(Stored data)
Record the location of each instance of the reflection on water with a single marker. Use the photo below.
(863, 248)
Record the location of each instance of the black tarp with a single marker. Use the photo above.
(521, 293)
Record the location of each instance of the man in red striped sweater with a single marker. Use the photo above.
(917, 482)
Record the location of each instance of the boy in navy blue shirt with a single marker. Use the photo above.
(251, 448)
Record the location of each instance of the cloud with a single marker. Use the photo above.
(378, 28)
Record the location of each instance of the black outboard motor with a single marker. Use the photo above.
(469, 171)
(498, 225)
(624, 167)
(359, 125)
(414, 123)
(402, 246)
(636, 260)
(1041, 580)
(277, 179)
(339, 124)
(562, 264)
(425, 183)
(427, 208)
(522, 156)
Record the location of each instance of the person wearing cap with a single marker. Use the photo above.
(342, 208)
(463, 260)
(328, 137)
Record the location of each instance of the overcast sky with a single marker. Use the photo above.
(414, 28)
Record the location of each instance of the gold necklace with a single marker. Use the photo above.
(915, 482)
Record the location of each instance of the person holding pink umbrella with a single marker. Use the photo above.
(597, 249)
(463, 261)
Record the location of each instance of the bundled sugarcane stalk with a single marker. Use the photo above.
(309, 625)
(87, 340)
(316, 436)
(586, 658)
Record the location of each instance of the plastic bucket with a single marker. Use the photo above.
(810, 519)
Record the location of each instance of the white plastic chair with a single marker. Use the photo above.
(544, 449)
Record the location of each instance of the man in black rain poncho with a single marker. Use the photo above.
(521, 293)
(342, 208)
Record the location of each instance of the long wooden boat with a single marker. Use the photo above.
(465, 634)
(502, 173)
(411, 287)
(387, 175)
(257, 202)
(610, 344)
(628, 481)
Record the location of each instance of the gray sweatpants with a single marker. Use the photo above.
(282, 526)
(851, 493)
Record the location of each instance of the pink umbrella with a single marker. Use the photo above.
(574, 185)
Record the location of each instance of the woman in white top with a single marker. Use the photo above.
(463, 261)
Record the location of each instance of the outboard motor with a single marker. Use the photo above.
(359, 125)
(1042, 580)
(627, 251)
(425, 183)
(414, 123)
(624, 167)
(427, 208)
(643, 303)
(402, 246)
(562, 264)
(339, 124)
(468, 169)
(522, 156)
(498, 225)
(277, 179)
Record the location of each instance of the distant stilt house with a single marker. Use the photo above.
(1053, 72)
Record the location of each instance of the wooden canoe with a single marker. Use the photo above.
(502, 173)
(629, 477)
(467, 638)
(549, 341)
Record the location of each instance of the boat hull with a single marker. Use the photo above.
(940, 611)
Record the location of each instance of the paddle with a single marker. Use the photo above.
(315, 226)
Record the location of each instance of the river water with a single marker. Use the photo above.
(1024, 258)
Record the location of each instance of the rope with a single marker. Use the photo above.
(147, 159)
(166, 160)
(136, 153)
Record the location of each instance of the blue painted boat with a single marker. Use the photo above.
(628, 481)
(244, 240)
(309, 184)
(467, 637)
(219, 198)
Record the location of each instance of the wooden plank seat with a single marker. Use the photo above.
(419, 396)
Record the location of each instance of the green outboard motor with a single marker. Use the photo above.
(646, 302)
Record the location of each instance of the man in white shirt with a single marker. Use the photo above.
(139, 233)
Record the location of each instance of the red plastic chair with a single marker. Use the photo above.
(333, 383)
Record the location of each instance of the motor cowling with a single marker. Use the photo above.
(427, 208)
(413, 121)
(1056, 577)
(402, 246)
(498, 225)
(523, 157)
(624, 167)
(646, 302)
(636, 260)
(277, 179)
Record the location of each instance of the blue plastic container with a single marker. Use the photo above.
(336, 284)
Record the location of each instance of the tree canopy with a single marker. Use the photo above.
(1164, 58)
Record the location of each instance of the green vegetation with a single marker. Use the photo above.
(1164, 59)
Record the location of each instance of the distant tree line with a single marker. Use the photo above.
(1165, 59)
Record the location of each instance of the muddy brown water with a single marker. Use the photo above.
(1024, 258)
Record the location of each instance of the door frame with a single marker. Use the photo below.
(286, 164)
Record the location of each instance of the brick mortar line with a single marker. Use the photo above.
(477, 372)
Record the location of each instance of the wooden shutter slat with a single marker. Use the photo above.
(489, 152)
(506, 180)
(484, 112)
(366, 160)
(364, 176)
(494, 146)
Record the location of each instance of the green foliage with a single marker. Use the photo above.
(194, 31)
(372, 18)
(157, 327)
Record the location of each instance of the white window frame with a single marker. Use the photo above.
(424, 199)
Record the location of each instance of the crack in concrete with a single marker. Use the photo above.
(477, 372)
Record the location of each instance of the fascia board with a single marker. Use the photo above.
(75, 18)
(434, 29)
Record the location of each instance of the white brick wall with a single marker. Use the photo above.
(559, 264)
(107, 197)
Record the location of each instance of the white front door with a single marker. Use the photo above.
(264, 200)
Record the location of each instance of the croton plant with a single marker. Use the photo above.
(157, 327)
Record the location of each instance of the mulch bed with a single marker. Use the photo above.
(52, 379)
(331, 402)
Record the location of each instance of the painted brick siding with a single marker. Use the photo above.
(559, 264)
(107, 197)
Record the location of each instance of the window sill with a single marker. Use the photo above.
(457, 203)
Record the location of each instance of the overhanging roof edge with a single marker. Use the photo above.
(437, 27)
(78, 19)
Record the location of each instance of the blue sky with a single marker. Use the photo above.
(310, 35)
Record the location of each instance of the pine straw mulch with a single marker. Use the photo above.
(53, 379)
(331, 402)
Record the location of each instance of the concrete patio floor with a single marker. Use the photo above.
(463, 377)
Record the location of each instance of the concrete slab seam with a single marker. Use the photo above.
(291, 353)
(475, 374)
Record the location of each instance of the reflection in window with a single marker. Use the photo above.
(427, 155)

**Try it**
Repeat every entry word for word.

**Answer to this exercise**
Record the location of each instance of the reflection on water with a single marker. Use the photo below.
(863, 248)
Record the location of each instance of the black tarp with a single marker. Use the photo above.
(521, 293)
Record the location of each instance of the man in red striped sweater with a single marker. Use the photo above.
(917, 482)
Record the location of each instance of the boy in navy blue shirt with a single marker. Use the photo above.
(251, 448)
Record the location of each instance of the cloud with a single marker. Use the photo above.
(378, 28)
Record the location of each instance of the black outboard motor with a single marker. Use the photo above.
(469, 171)
(498, 225)
(624, 167)
(359, 125)
(414, 123)
(402, 246)
(636, 260)
(1041, 580)
(277, 179)
(339, 124)
(562, 264)
(425, 183)
(427, 208)
(522, 156)
Record the location of each instance of the person wearing cap with a single marker. Use the photo above.
(342, 208)
(463, 260)
(328, 137)
Record the location of each instance of the overcast sky with a single marker. Use the photo above.
(414, 28)
Record the location of each instance of the gold necklace with a single marker. Use the photo above.
(915, 482)
Record the location of each instance of the person holding pink umbrella with a single marker. Use the photo above.
(597, 249)
(463, 261)
Record the location of each instance of the bundled sugarcane stalk with a single marker. Use the photo above.
(309, 625)
(87, 340)
(316, 436)
(586, 658)
Record the location of each instance of the plastic bucket with a single marker. Use the photo above.
(810, 519)
Record the location of each instance of the white plastic chair with a single marker. Use the photo above.
(544, 449)
Record the location of each instance of the man in black rain poncho with a single marker. Use the photo above.
(521, 293)
(342, 208)
Record the location of each instance of the long wooden boat with a single marker. Use the photo above.
(465, 634)
(502, 173)
(411, 287)
(387, 175)
(257, 202)
(610, 344)
(628, 481)
Record the location of each instance of the gray sweatpants with a single marker. Use the photo above.
(282, 526)
(851, 493)
Record the location of each instance of the pink umbrella with a single marker. Use the photo above.
(574, 185)
Record the location of each instance of the woman in white top with a single marker. Use the photo above.
(463, 261)
Record the location of each instance of the outboard motor with a single marker. Use the photo above.
(359, 125)
(1042, 580)
(627, 251)
(425, 183)
(414, 123)
(624, 167)
(427, 208)
(643, 303)
(402, 246)
(562, 264)
(339, 124)
(468, 169)
(522, 156)
(498, 225)
(277, 179)
Record the location of each instance of the distant stilt house with a single marker. Use the photo above.
(1053, 72)
Record the location of each instance of the wooden canoe with a single marker. Use the photo above.
(502, 173)
(629, 477)
(467, 638)
(549, 341)
Record the location of each instance of the boat hull with a single marker. Use the photo above.
(940, 611)
Record the location of each instance of the paddle with a single marker. Use the photo above.
(315, 226)
Record the location of each instance of the river water with a single marker. Use the photo above.
(1024, 258)
Record the location of each instance of the rope with a single marker. Use the photo above.
(147, 159)
(166, 160)
(136, 153)
Record the location of each instance of the blue painted boat with a single marker. Use the photo above.
(628, 481)
(244, 240)
(309, 184)
(467, 637)
(219, 198)
Record the location of each instance of the wooden plank seat with a single marker. Use the photo above.
(419, 396)
Record the location of each instance of the green outboard motor with a single marker. Use the photo above.
(646, 302)
Record the location of each instance of the man in white shirt with a single marker. Use the photo above.
(139, 233)
Record the location of each instance of the red plastic chair with a single marker. Use the photo above.
(333, 383)
Record the location of each instance of the motor cowling with a single marker. Use the photo above.
(427, 208)
(413, 121)
(1056, 577)
(402, 246)
(498, 225)
(523, 157)
(624, 167)
(646, 302)
(636, 260)
(277, 179)
Record the location of each instance of the blue plastic container with a single marker. Use the photo above.
(336, 284)
Record the location of each instance of the tree canopy with a single marker. Use the photo above.
(1164, 58)
Record the location of each instance of the green vegetation with a single marker. Use the photo above.
(1164, 59)
Record the location of each instance of the distant tree line with a single marker. Use the photo above.
(1165, 59)
Record the location of each instance of the muddy brown water with a single marker. Use the photo above.
(1024, 258)
Record the location of each instance of the door frame with a single marker. Use the photo below.
(286, 164)
Record the location of each instance of the brick mortar line with a single marker. Use the photo above.
(477, 372)
Record the location of each instance of the wooden shutter slat with a single marker. Use the photo above.
(489, 152)
(506, 180)
(484, 112)
(366, 160)
(364, 176)
(494, 146)
Record the location of each instance of the green foliage with a single marker. Use the photo above.
(194, 31)
(372, 18)
(157, 327)
Record the location of each instance of the white window frame with a single marker. Use the photo above.
(424, 199)
Record the location of each instance of the crack in concrete with a single marker. Use the photo above.
(477, 372)
Record the location of each instance of the fascia board with a single marker. Use the photo above.
(75, 18)
(434, 29)
Record the location of each instance of the white brick wall with a single marker. Use the photo above.
(559, 264)
(107, 197)
Record the location of each instance of the white front door with a single marker. Use the photo above.
(264, 200)
Record the location of each instance of the croton plant with a single marker. Use the photo above.
(157, 327)
Record the location of each instance of the mulch bed with a single marker. Use the photo above.
(52, 379)
(331, 402)
Record the location of each instance of the painted brick siding with a single marker. Use the photo above.
(559, 264)
(107, 197)
Record the location of each instance of the window sill with a single marker. Use the photo above.
(457, 203)
Record the location of each instance of the overhanging roof edge with a single marker. Use the photo above.
(437, 27)
(78, 19)
Record the location of each instance of the blue sky with a single marker. Use the photo above.
(310, 35)
Record the location of each instance of the pine straw mulch with a single marker. Use the photo above.
(53, 379)
(331, 402)
Record the location of each instance of the concrete patio floor with a single marker. Use the photo above.
(463, 377)
Record the location of each instance of the concrete slab seam with a single marker. Use the photo above.
(291, 353)
(475, 374)
Record the location of each instance of the reflection in window with a single marker. Use the photo above.
(427, 155)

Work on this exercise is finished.